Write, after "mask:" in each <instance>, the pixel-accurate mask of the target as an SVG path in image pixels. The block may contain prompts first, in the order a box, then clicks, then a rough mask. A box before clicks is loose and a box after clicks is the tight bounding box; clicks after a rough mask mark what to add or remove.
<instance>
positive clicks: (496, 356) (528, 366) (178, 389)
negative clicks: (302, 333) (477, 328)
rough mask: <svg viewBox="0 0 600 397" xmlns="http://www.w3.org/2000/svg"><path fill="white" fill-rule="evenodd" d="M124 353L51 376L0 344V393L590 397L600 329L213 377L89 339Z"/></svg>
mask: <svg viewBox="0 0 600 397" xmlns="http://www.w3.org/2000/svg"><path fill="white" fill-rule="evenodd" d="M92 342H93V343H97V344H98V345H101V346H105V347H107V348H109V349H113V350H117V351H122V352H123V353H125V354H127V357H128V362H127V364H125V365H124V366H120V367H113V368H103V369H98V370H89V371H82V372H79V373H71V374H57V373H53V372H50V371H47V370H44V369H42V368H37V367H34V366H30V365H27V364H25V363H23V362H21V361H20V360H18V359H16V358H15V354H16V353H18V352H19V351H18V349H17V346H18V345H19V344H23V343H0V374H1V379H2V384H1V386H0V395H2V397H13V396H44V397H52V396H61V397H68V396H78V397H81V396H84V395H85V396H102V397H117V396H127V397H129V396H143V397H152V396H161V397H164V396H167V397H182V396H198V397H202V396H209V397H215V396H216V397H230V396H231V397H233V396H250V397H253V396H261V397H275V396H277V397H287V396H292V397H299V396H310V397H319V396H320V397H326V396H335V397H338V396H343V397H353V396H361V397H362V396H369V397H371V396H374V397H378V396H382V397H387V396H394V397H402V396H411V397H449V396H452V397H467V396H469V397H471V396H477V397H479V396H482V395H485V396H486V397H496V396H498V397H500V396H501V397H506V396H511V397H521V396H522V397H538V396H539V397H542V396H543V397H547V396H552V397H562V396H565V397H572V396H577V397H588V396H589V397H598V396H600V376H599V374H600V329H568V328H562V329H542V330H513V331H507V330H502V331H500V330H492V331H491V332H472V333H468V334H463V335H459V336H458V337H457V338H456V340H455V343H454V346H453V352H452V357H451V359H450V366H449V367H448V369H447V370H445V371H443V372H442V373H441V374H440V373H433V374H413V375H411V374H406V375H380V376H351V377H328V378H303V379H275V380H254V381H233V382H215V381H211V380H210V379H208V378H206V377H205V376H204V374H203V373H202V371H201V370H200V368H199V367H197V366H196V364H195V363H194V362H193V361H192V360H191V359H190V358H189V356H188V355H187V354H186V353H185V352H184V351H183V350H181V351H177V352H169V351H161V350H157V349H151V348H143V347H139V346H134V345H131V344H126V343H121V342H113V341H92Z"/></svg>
▬▬▬▬▬▬
• **Assigned task**
Please give the data again in full, exactly as written.

• **Written response**
Write, after "mask:" in each <instance>, the pixel-accurate mask of the target as an SVG path in image pixels. The block may contain prompts first, in the order a box, then clicks, then a rough mask. A box before clicks is loose and a box after clicks is the tight bounding box; clicks after a rough mask mark what to add or remove.
<instance>
positive clicks: (496, 356) (528, 366) (178, 389)
negative clicks: (302, 333) (477, 328)
rough mask: <svg viewBox="0 0 600 397" xmlns="http://www.w3.org/2000/svg"><path fill="white" fill-rule="evenodd" d="M124 353L51 376L0 344V393L590 397L600 329L213 377L89 339Z"/></svg>
mask: <svg viewBox="0 0 600 397" xmlns="http://www.w3.org/2000/svg"><path fill="white" fill-rule="evenodd" d="M92 342H93V343H97V344H98V345H101V346H105V347H107V348H109V349H113V350H117V351H122V352H123V353H125V354H127V357H128V362H127V364H125V365H124V366H120V367H113V368H103V369H98V370H89V371H82V372H79V373H71V374H57V373H53V372H50V371H47V370H44V369H42V368H37V367H34V366H30V365H27V364H25V363H23V362H21V361H20V360H18V359H16V358H15V354H16V353H18V352H19V351H18V349H17V346H18V345H19V344H23V343H0V374H1V379H2V384H1V386H0V395H2V397H13V396H44V397H52V396H61V397H68V396H78V397H81V396H84V395H85V396H102V397H117V396H127V397H129V396H143V397H152V396H161V397H164V396H167V397H182V396H198V397H202V396H209V397H215V396H216V397H230V396H231V397H233V396H250V397H253V396H261V397H275V396H277V397H287V396H292V397H299V396H310V397H319V396H320V397H326V396H335V397H338V396H343V397H353V396H361V397H362V396H369V397H371V396H374V397H378V396H382V397H387V396H394V397H402V396H411V397H449V396H452V397H467V396H469V397H471V396H477V397H479V396H482V395H485V396H486V397H496V396H498V397H500V396H501V397H506V396H511V397H521V396H522V397H538V396H539V397H542V396H543V397H547V396H552V397H562V396H565V397H572V396H577V397H588V396H589V397H598V396H600V376H599V374H600V329H568V328H562V329H542V330H513V331H507V330H502V331H500V330H492V331H491V332H472V333H468V334H463V335H459V336H458V337H457V338H456V340H455V343H454V346H453V352H452V357H451V359H450V366H449V367H448V369H447V370H445V371H443V372H442V373H441V374H440V373H433V374H413V375H411V374H406V375H380V376H351V377H328V378H303V379H275V380H254V381H233V382H215V381H211V380H210V379H208V378H206V377H205V376H204V374H203V373H202V371H201V370H200V368H199V367H197V366H196V364H195V363H194V362H193V361H192V360H191V359H190V358H189V356H188V355H187V354H186V353H185V352H184V351H183V350H181V351H177V352H169V351H161V350H157V349H151V348H143V347H139V346H134V345H131V344H126V343H121V342H113V341H92Z"/></svg>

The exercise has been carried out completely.